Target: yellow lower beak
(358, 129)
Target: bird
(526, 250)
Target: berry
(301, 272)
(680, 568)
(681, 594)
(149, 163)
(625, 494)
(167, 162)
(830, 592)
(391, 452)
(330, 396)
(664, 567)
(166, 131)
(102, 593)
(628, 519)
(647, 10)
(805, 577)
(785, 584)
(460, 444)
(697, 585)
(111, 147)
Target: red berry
* * *
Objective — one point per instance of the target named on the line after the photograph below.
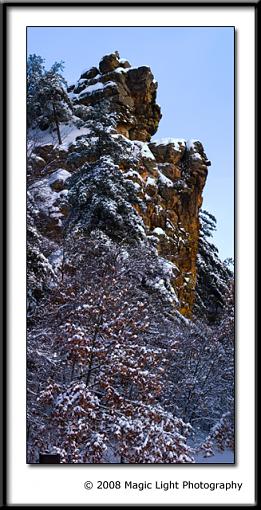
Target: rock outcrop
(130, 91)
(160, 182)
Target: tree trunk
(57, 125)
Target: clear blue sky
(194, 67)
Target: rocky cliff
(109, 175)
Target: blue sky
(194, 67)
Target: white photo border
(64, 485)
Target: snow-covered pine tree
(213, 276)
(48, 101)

▸ **What to work on**: Retype, exactly and in full, the lines above from the one containing "Target: yellow lower beak" through the one containing "Target: red berry".

▸ **Exercise output**:
Target: yellow lower beak
(358, 129)
Target: bird
(526, 250)
Target: berry
(301, 272)
(680, 568)
(681, 594)
(149, 163)
(625, 494)
(167, 162)
(830, 592)
(391, 452)
(330, 396)
(664, 567)
(166, 131)
(102, 593)
(628, 519)
(647, 10)
(805, 577)
(785, 584)
(460, 444)
(697, 585)
(111, 147)
Target: red berry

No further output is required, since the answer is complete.